_EXERCISE SET_.
1. Answer each question using the PDFextConn class reference.
(a) Which type is declared for the field proxyPort?
(b) What is the maximum file size that processPDFfile accepts?
(c) In what unit is the timeout parameter of processPDFfile set?
2. Name every field listed under "Field Detail" in the PDFextConn class reference.
3. Extend the PDFextConn class reference past its final line, picking up right after the processPDF signature.

_PAGE EXCERPT_.
══════════════════════════════
Class PDFextConn


  • public class PDFextConn
    extends Object
    Converting papers in PDF format to XML by means of PDFext (http://pdfext.taln.upf.edu/). EXPERIMENTAL!
    • Field Detail

      • useProxy

        public static boolean useProxy
      • proxyScheme

        public static String proxyScheme
      • proxyHost

        public static String proxyHost
      • proxyPort

        public static Integer proxyPort
    • Constructor Detail

      • PDFextConn

        public PDFextConn()
    • Method Detail

      • processPDFfile

        public static Map<String,​String> processPDFfile​(String inputFilePath,
                                                              int timeout)
        Get an PDF file (max 5Mb) by means of its path and transform it to an XML annotated file by means of the PDFX Web Service (http://pdfx.cs.man.ac.uk/).
        Parameters:
        inputFilePath -
        timeout - set the socket timeout in milliseconds
        Returns:
      • processPDF

        public static String processPDF​(byte[] inputBytes,
                                        String tags,
                                        int timeout,
                                        String fileName)
══════════════════════════════
_PROVIDED MATERIAL_.
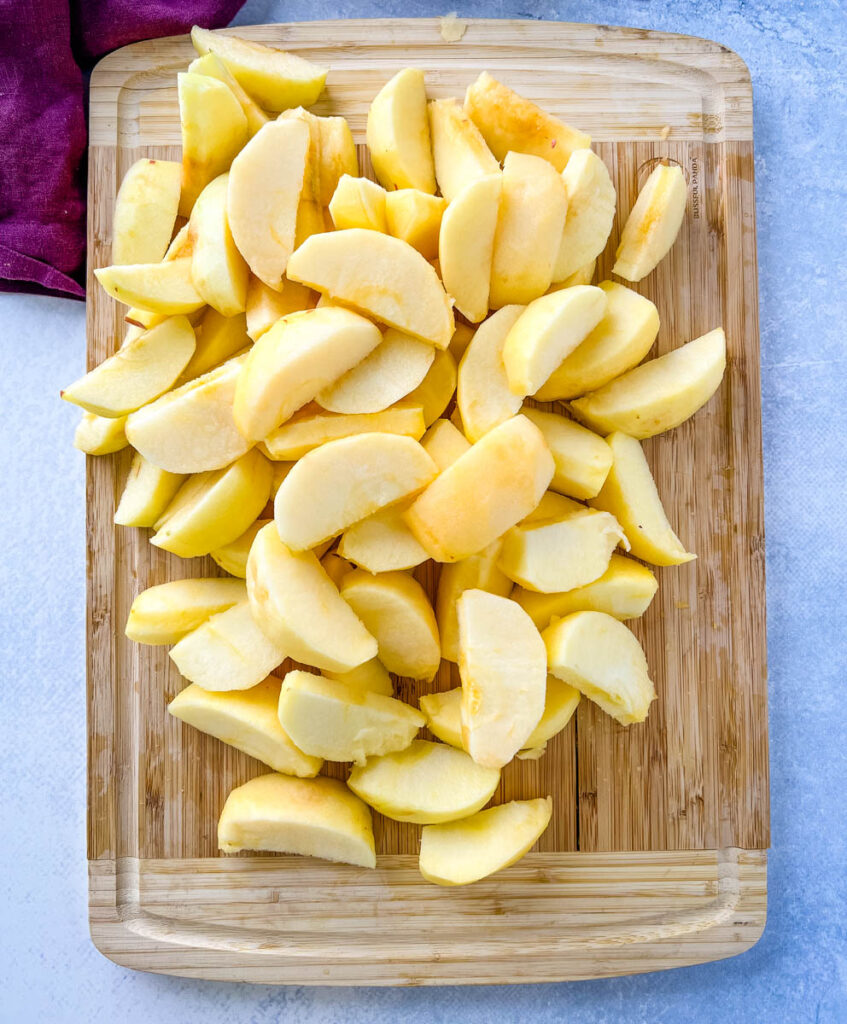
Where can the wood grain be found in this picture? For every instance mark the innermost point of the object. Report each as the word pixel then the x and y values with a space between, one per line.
pixel 668 801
══════════════════════════════
_RESPONSES TO THE TASKS_.
1.
(a) Integer
(b) 5Mb
(c) Milliseconds

2. useProxy, proxyScheme, proxyHost, proxyPort

3.
        Get a PDF file as a byte array and transform it to an XML annotated file by means of the PDFext Web Service (http://pdfext.taln.upf.edu/).
        Parameters:
        inputBytes - input byte array
        timeout - set the socket timeout in milliseconds
        Returns:
      • convertFilesAndStore

        public static int convertFilesAndStore​(String fileOrDirFullPath,
                                               String tags,
                                               boolean recursiveDir,
                                               int timeout)
        Convert by means of PDFext a PDF file or recursively all PDF files in a directory.
        Parameters:
        fileOrDirFullPath -
        tags -
        recursiveDir -
        timeout -
        Returns:
      • main

        public static void main​(String[] args)